Extracted records START

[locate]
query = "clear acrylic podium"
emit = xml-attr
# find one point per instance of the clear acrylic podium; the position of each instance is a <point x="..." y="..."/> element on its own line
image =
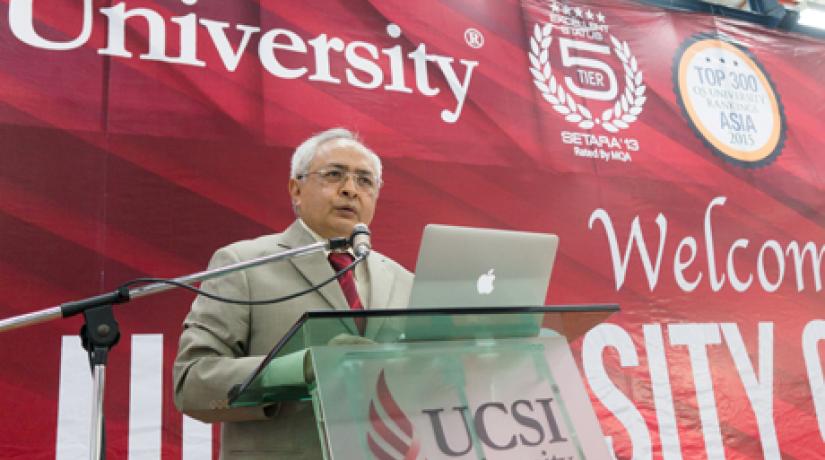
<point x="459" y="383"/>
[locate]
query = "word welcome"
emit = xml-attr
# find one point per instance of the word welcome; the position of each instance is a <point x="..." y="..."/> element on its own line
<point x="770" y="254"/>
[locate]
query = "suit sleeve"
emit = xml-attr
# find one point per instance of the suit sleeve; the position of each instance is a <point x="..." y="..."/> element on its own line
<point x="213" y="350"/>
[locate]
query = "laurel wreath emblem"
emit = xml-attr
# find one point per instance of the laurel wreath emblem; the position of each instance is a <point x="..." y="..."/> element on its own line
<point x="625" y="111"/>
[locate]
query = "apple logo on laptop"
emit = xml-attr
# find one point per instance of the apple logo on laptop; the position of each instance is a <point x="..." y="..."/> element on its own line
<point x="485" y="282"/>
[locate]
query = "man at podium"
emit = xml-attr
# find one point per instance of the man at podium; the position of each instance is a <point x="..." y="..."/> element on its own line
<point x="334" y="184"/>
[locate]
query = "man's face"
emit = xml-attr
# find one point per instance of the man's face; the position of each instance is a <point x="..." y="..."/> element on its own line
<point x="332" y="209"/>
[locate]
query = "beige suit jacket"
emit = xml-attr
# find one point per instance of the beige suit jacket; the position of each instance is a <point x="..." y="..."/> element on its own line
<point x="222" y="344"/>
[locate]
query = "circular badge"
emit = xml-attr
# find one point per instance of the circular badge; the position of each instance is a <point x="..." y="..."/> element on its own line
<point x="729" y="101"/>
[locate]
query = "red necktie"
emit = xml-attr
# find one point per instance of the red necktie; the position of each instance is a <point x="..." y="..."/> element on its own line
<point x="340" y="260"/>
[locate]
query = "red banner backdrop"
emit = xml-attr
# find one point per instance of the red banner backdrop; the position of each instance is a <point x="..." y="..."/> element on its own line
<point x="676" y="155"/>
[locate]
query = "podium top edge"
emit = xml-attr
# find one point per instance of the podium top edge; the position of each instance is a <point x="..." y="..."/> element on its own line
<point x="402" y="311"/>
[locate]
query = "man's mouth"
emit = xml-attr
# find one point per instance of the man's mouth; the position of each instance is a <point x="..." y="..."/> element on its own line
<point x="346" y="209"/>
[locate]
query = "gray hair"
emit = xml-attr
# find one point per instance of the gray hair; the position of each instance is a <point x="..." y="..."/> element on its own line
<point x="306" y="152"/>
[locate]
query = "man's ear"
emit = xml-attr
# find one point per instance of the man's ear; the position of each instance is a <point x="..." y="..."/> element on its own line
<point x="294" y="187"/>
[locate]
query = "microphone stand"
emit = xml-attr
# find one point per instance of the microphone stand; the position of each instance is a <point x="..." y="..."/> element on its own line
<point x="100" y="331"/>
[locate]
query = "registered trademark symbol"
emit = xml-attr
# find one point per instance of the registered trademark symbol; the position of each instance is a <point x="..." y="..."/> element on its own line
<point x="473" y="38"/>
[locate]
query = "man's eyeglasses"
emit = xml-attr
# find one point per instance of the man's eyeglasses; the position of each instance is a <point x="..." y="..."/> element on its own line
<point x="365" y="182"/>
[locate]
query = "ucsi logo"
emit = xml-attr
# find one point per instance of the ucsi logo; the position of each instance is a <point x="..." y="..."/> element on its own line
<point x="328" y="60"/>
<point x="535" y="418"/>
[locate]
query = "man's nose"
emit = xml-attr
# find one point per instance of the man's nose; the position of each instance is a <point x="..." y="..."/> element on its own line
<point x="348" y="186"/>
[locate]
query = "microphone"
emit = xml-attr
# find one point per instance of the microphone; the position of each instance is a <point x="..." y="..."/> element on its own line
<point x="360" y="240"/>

Extracted records END

■ Goal of the exercise: Repeat the entries exactly, without pictures.

■ Task result:
[locate]
query = "clear acrylic podium"
emit = xml-attr
# find one point per instance of the clear acrylic podium; the position of each instance is a <point x="..." y="..."/> element on its own line
image =
<point x="459" y="383"/>
[locate]
query = "word welcome"
emit = xml-attr
# find one point per instance of the word welcome; the position of each instance is a <point x="..." y="..."/> element on its own line
<point x="770" y="254"/>
[locate]
query = "suit sleeve"
emit = xml-attr
# find one point per instance of the suit sleeve; the position of each instance is a <point x="..." y="..."/> element on its own line
<point x="213" y="350"/>
[locate]
query = "laurel wreath emblem"
emit = xml-attr
# find one point per instance of the laurel wreath emblem; the position of each instance is a <point x="..." y="..."/> element on its own line
<point x="625" y="111"/>
[locate]
query = "apple logo on laptop"
emit = xml-attr
# find one point per instance of the apple logo on laptop; the position of each instance is a <point x="..." y="..."/> element on its own line
<point x="485" y="282"/>
[locate]
query = "man at podium"
emit = xml-attr
# find one point per instance of the man at podium; the position of each instance is a <point x="..." y="..."/> element on its own line
<point x="334" y="184"/>
[locate]
query = "man's face"
emit = xml-attr
# find one point per instance of the man's face; the position of each instance is a <point x="..." y="..."/> element on its own line
<point x="332" y="209"/>
[locate]
query = "beige suit jacket"
emit = xml-attr
# find one point per instance of the beige suit jacket; the position of each instance is a <point x="..." y="..."/> element on its own line
<point x="222" y="344"/>
[locate]
query = "circular badge"
emit = xml-attr
# find one point per instance of the circular badge; the position of each instance is a <point x="..." y="..."/> element on its own line
<point x="729" y="101"/>
[locate]
query = "red necktie"
emit = xml-attr
# find one point per instance of the red necktie; the position of each instance is a <point x="..." y="..."/> element on its own line
<point x="340" y="260"/>
[locate]
query = "red banner backdrop"
emit = xml-attr
# find one point per instance of the red banner backdrop; the position of each instance is a <point x="..." y="..."/> element on its own line
<point x="676" y="155"/>
[locate]
query = "podium top edge"
emit = xml-attr
# find one point per instance of the podium top edge; the position of each instance is a <point x="..." y="..."/> element on its own line
<point x="402" y="311"/>
[locate]
query = "man's mouth"
emit = xml-attr
# find one point per instance of the man's mouth; the position of each instance is a <point x="..." y="..."/> element on its own line
<point x="346" y="209"/>
[locate]
query = "gray hair"
emit = xml-attr
# find one point per instance of the gray hair; the position of each instance is a <point x="..." y="..."/> element on its own line
<point x="306" y="152"/>
[locate]
query = "man's ear"
emit = xml-attr
# find one point per instance of the man's ear; the position of each instance is a <point x="..." y="..."/> element on its own line
<point x="294" y="187"/>
[locate]
query = "microphone stand"
emit = xml-attr
# find one point per instance of the microphone stand; the position of each instance is a <point x="..." y="..."/> element on its own line
<point x="100" y="331"/>
[locate]
query = "registered trademark symbol"
emit = xml-attr
# find one point per instance of the registered trademark symbol; the position of each instance is a <point x="..." y="..."/> element on its own line
<point x="473" y="38"/>
[locate]
query = "man's eyeglasses"
emit = xml-attr
# find one point per instance of the man's eyeglasses; the position of each instance is a <point x="..." y="..."/> element on its own line
<point x="365" y="182"/>
[locate]
query = "ucsi logo"
emit = xml-attr
# find one point per instance of the ucsi logo; the position of each instance is a <point x="..." y="..."/> element on its own line
<point x="328" y="60"/>
<point x="535" y="418"/>
[locate]
query = "man's nose"
emit = xml-attr
# find one point per instance of the man's nose; the position of each instance is a <point x="..." y="..."/> element on its own line
<point x="348" y="186"/>
[locate]
query = "microphone"
emit = xml-attr
# find one point per instance of the microphone; the position of each instance is a <point x="..." y="..."/> element on its own line
<point x="360" y="240"/>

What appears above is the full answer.